• Work instruction A: Write out the capsicum story word for word, starting with "Pasta sauce using" and going on through "or as a dip.".
• Work instruction B: List every ingredient named in the pasta sauce recipe at the end of the capsicum story.
Source extract Block Start
Looking back I cannot imagine why we did what we did when we arrived in Goulburn. In the days of almost no take-aways except fish and chips, we went to a Chinese restaurant and bought a take-away, called chow mein, which was meat plus vegetables in an Asian-flavoured sauce.
For the rest of my childhood, I cannot recall my parents ever buying take-away or even eating in a restaurant, so this event remains in my mind as a unique, unexpected and unsolved puzzle.
To eat our take-away Dad spread a groundsheet on the grass in the local park while Mum dished up. We ate our surprise lunch with some relish until we encountered unfamiliar lumps of square-cut green 'things'. We kids didn't like them but were not brave enough to voice our opinion. (Mealtimes were always about eating what you were given.) I not only didn't like them but was almost sick at the taste.
However, we all endured until the master of all things in our life decided he didn't like them either, so we were allowed to pick them out and discard them.
I didn't taste it again until my late 20s when my husband was diagnosed with a duodenal ulcer. The medical advice (before ulcer drugs) was dietary and no stress. On doctors' advice of no meat (harder to digest), for six months, we became vegetarians.
I'd come from a meat and three veg background but veg sans meat didn't go well when vegetables were just steamed or boiled. So I had to learn to be more creative, especially to convince my children to eat only vegetable dishes, and discover vegetables never tried before. Back came the green pepper, now properly called capsicum. At first I could only have very thin slices in Asian-type meals, including fried rice, also slivers in a salad.
I discovered the joys of Indian, Middle Eastern and Mediterranean cookery, all of which feature capsicums. I preferred the red ones and only learnt years later that the red were simply very ripe green ones. I now like them in salads but love them charred, marinated or in a ratatouille or with cheeses like feta or haloumi. I particularly love them stuffed with rice and salmon. I still do not like to have them cut into square chunks for any dish.
I must have a 'body memory' of my revulsion of those years ago, and although common sense tells me how irrational this is, I would never prepare them that way and if I'm eating them raw, I will only eat the ones cut into strips.
Finally, we remained vegetarians for six years, my children are adventurous eaters, and my husband's ulcer healed and never returned.
Pasta sauce using capsicum: a recipe from my Macedonian cousin
Place the olive oil in a glass pie dish (or similar). Add the onion, tomatoes, capsicum and basil leaves. Cook for about 30 to 40 minutes at 170°C to 180°C or until the vegetables are soft. Stir the feta through the mixture until it is melted and creamy.
Use on pasta, on a roast or as a dip.
Source extract Block End
Source material Block Start
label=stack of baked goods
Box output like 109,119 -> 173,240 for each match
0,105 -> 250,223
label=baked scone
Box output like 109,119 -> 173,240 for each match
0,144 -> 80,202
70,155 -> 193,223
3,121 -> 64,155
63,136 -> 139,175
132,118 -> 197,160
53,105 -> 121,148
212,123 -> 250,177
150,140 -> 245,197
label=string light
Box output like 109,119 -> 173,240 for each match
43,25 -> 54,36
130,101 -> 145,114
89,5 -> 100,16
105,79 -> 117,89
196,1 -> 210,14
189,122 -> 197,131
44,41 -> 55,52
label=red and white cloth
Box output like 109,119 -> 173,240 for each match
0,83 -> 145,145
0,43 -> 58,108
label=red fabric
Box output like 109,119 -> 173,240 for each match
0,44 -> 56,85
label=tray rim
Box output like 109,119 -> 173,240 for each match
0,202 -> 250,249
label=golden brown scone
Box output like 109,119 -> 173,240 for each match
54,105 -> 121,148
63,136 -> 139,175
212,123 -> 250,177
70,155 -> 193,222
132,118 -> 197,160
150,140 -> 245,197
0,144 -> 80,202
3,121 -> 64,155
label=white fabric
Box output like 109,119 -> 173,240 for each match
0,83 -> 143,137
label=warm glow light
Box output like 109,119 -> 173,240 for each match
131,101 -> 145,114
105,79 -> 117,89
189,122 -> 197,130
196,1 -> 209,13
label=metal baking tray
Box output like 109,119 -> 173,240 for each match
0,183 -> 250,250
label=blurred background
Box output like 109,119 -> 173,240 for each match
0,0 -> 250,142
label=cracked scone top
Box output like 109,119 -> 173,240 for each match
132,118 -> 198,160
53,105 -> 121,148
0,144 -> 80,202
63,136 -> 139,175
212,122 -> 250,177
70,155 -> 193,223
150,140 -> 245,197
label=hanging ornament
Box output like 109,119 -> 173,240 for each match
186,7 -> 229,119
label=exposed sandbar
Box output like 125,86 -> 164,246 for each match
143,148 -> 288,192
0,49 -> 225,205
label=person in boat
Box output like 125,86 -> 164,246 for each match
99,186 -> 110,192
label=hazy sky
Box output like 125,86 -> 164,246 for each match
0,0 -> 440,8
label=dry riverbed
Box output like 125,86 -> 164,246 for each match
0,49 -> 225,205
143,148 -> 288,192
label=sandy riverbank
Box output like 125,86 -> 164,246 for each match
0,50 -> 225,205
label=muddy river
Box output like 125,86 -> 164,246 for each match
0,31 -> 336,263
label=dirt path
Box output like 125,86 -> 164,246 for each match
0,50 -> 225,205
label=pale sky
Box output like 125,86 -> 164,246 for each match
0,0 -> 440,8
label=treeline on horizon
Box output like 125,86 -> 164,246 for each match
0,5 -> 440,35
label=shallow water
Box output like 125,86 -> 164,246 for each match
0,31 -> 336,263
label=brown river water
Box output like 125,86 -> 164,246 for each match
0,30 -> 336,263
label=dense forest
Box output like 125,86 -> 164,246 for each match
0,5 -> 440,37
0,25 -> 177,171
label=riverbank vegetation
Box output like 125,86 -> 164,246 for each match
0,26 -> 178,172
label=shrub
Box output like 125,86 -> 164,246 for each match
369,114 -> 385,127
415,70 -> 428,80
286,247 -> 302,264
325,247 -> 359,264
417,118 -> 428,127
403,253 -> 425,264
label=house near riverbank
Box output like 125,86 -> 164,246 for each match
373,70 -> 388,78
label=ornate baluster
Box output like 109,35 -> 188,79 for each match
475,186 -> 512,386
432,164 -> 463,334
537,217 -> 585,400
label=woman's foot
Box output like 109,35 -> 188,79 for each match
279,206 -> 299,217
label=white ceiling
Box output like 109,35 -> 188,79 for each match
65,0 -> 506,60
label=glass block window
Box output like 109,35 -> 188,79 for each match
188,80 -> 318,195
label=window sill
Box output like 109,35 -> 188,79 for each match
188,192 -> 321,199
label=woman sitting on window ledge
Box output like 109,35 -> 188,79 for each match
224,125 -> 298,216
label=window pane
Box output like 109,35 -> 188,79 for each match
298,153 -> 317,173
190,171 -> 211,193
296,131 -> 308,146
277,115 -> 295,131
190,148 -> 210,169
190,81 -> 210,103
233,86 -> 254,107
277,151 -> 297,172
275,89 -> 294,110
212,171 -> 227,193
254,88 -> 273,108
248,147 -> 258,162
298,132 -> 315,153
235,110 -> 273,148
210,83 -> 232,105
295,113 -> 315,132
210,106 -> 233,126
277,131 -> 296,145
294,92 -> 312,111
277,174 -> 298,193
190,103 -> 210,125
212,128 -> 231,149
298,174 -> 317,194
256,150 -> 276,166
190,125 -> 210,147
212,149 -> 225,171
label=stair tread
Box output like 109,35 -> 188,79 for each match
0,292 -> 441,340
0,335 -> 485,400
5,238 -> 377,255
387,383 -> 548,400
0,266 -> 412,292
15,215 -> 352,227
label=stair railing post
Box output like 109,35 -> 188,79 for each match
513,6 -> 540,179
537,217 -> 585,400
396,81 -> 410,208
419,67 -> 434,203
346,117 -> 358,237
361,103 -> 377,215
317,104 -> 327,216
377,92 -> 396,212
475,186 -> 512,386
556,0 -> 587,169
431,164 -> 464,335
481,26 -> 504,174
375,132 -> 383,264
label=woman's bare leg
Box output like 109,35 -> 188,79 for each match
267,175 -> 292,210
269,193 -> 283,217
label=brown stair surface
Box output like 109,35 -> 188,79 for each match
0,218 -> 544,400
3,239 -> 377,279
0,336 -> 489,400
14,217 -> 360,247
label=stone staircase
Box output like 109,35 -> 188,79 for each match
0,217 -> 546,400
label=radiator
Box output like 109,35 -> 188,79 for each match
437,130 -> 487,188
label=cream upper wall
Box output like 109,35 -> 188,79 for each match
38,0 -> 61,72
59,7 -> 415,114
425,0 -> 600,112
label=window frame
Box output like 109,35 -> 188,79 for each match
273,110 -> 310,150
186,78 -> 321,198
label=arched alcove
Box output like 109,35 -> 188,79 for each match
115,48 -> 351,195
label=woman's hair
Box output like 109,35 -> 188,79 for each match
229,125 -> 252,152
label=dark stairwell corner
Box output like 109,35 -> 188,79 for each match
Source material Block End
• Answer space A:
Pasta sauce using capsicum: a recipe from my Macedonian cousin
Place the olive oil in a glass pie dish (or similar). Add the onion, tomatoes, capsicum and basil leaves. Cook for about 30 to 40 minutes at 170°C to 180°C or until the vegetables are soft. Stir the feta through the mixture until it is melted and creamy.
Use on pasta, on a roast or as a dip.

• Answer space B: olive oil, onion, tomatoes, capsicum, basil leaves, feta